## [REQUIRED ACTIONS]
A. Reproduce verbatim the portion of the passage on managing product marketers that runs from "2. Give them" up to and including "what works best.".
B. According to the passage on managing product marketers, what does the spreadsheet used at HubSpot tie together?

How do you ensure that product marketers you manage are creating great messaging, and hitting the right milestones?
Great question. This gets at the heart of managing others, while also is central to our role as product marketers.
As a manager, it's your responsibility to ensure that the right milestones are being hit which means that was the right process followed for creating messaging? Did that product marketer do background research, or run a research report to inform their positioning? Did they talk to any customers, prospects, or closed-lost accounts? Did they share the messaging with the right stakeholders?
These are just some questions that come to mind, and as a manager, you should define the systems and process around them (and other questions that tie-in to your business).
For me at HubSpot this translates into:
- Regular weekly 1:1s where I make sure to ask about what their goals are for the next week, and any elements of content/messaging/launch that are at-risk. The answers to that latter question especially can be informative because it allows you to jump in and help clear roadblocks proactively before they become bigger problems that can have a significant effect on your launch.
- Stoplight chart. We use a spreadsheet which ties together every marketing aspect of a launch from positioning to paid ads to individual blog posts, and emails. Within this spreadsheet we can easily see at a high-level what is on-track, delayed, and at-risk and then drill in further by team or asset to understand more detail.
1. Make talking to customers integral to their role. By keeping your team as connected as possible to the customer, they will develop 1) sharper intuition and 2) a network of customers they can tap into for feedback on future projects.
2. Give them space to develop messaging that matters. Clean, clear, concise messaging is not every PMMs strong skill. You need to let people work through their messaging, test it in the wild, and hear broad feedback for them to learn quickly what works best.
3. Create a culture of peer review to scale best practices. Each PMM is going through different messaging journeys. By creating a culture of check-ins and sharing within the team, you allow them to share learnings and avoid pitfalls. It sharpens the whole team and brings them closer.
4. Give them the context, not the answer. It is so easy as a leader to try and force a certain messaging framework through the whole team. But it ends up creating really shallow messaging skills in the long term. A better approach is to offer your team the full context you have. You'll be surprised at how quickly they will arrive at the same messaging values and you've empowered them to add value without you needing to hover.
I ask them a lot of hard questions to understand how they came up with the messaging they did. I want to hear from them what customers they talked to or surveyed, who else they worked with internally to refine the messaging, and I try to poke holes in the benefits they cite to pressure test it. I am also very critical about making sure we are leading with value and that the messaging is extremely clear and consice.
The biggest thing I consider is that the messaging created is about the customer and what they are thinking/feeling/experiencing. Rather than what we are building and what we are selling.
I've kept a messaging template from a previous org where we focused on market context, customer pain points, a customer's unmet needs, and how all of those funnel into your org's differentiated point of view. Your product supports all of this, and your product tells a story of how your organization (nuance: not just the product you are crafting messaging for) solves this customer need. So if you're telling a security story, a mobile story, a context switching story, etc.--you're keeping that macro point at hand and introducing your new feature or product as part of that story. (obviously safe for the new launch to be a big part of the story, but not the overall story)

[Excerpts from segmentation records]
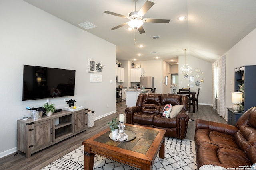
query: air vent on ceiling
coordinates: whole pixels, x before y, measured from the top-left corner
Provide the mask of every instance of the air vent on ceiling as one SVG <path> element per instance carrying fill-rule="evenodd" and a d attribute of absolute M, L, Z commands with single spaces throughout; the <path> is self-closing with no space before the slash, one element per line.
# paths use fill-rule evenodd
<path fill-rule="evenodd" d="M 92 28 L 96 28 L 96 26 L 94 25 L 92 23 L 90 23 L 89 22 L 85 22 L 83 23 L 81 23 L 78 25 L 86 29 L 90 29 Z"/>
<path fill-rule="evenodd" d="M 158 38 L 160 38 L 160 36 L 159 35 L 156 35 L 156 36 L 153 36 L 153 37 L 151 37 L 151 38 L 152 38 L 153 39 L 158 39 Z"/>

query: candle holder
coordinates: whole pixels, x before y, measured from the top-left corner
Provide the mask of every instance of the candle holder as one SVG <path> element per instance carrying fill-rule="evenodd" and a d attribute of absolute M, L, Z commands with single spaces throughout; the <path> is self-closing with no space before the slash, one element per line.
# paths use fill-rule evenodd
<path fill-rule="evenodd" d="M 124 122 L 120 122 L 118 125 L 118 127 L 119 128 L 119 132 L 116 137 L 116 139 L 120 141 L 127 140 L 128 135 L 124 132 L 124 128 L 125 127 Z"/>

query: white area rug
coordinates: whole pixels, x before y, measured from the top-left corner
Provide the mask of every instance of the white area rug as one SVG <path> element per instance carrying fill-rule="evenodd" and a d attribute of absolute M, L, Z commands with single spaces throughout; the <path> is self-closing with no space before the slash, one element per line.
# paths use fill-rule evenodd
<path fill-rule="evenodd" d="M 157 156 L 153 169 L 196 170 L 195 142 L 166 137 L 165 159 Z M 84 170 L 84 146 L 43 168 L 44 170 Z M 95 155 L 94 169 L 138 170 L 137 168 Z"/>

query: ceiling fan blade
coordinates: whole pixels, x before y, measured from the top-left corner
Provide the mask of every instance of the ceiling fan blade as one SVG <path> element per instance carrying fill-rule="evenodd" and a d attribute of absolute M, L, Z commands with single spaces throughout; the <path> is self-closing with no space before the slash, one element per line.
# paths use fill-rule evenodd
<path fill-rule="evenodd" d="M 147 0 L 145 4 L 144 4 L 142 7 L 141 7 L 141 8 L 140 8 L 139 12 L 138 12 L 137 14 L 140 16 L 143 16 L 154 4 L 155 4 L 154 3 Z"/>
<path fill-rule="evenodd" d="M 143 33 L 145 33 L 145 30 L 144 30 L 144 29 L 142 26 L 141 26 L 140 27 L 137 29 L 138 30 L 139 32 L 140 32 L 140 34 L 143 34 Z"/>
<path fill-rule="evenodd" d="M 117 14 L 117 13 L 115 13 L 114 12 L 111 12 L 108 11 L 104 11 L 104 13 L 106 13 L 106 14 L 110 14 L 110 15 L 114 15 L 114 16 L 117 16 L 118 17 L 123 18 L 126 18 L 126 19 L 128 19 L 129 18 L 129 17 L 128 17 L 127 16 L 125 16 L 123 15 L 120 14 Z"/>
<path fill-rule="evenodd" d="M 115 29 L 117 29 L 118 28 L 119 28 L 120 27 L 122 27 L 123 26 L 126 25 L 127 24 L 128 24 L 128 23 L 126 22 L 125 23 L 123 23 L 122 24 L 119 25 L 118 26 L 117 26 L 116 27 L 114 27 L 114 28 L 112 28 L 110 29 L 111 29 L 112 30 L 114 30 Z"/>
<path fill-rule="evenodd" d="M 164 19 L 144 18 L 143 19 L 143 22 L 168 23 L 169 23 L 169 22 L 170 22 L 170 20 Z"/>

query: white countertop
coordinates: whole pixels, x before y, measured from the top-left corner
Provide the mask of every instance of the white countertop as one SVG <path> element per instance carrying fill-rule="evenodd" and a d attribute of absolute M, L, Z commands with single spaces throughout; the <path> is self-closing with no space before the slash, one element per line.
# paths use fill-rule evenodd
<path fill-rule="evenodd" d="M 148 93 L 151 91 L 151 89 L 141 89 L 140 90 L 138 90 L 137 89 L 129 89 L 126 92 L 135 92 L 140 93 Z"/>

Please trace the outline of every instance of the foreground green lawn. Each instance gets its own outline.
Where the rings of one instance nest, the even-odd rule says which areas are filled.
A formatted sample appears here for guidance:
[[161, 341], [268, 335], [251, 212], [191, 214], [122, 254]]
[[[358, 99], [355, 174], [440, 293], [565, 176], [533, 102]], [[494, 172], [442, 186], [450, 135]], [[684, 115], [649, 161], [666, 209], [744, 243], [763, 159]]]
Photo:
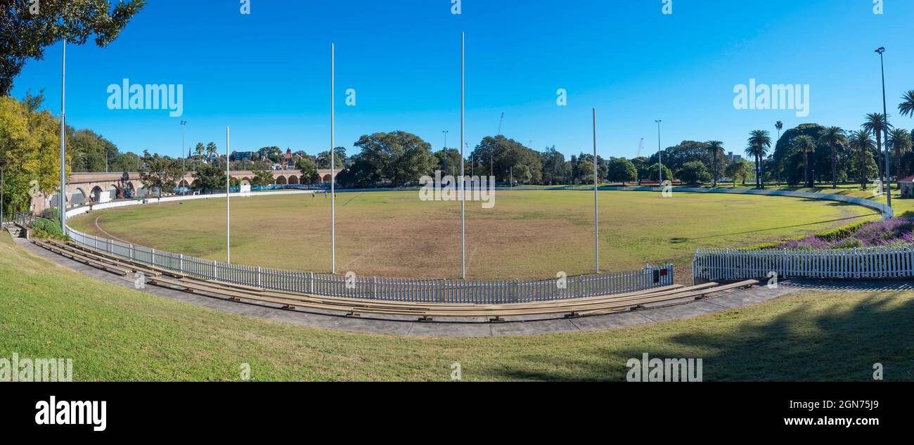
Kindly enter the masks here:
[[90, 279], [0, 236], [0, 357], [72, 358], [76, 380], [624, 381], [629, 358], [702, 358], [709, 380], [914, 380], [914, 293], [802, 293], [611, 331], [442, 339], [303, 328]]
[[[699, 247], [744, 247], [809, 235], [860, 220], [867, 208], [781, 196], [600, 193], [600, 266], [632, 270], [676, 265], [690, 280]], [[593, 193], [496, 191], [494, 208], [466, 206], [470, 279], [545, 279], [593, 270]], [[70, 220], [80, 231], [186, 255], [226, 258], [225, 199], [134, 206]], [[319, 196], [235, 198], [233, 262], [287, 270], [330, 270], [330, 200]], [[357, 275], [460, 275], [460, 204], [418, 192], [341, 193], [336, 270]]]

## [SOLUTIONS IN ORDER]
A.
2. Give them space to develop messaging that matters. Clean, clear, concise messaging is not every PMMs strong skill. You need to let people work through their messaging, test it in the wild, and hear broad feedback for them to learn quickly what works best.

B. It ties together every marketing aspect of a launch, from positioning to paid ads to individual blog posts and emails.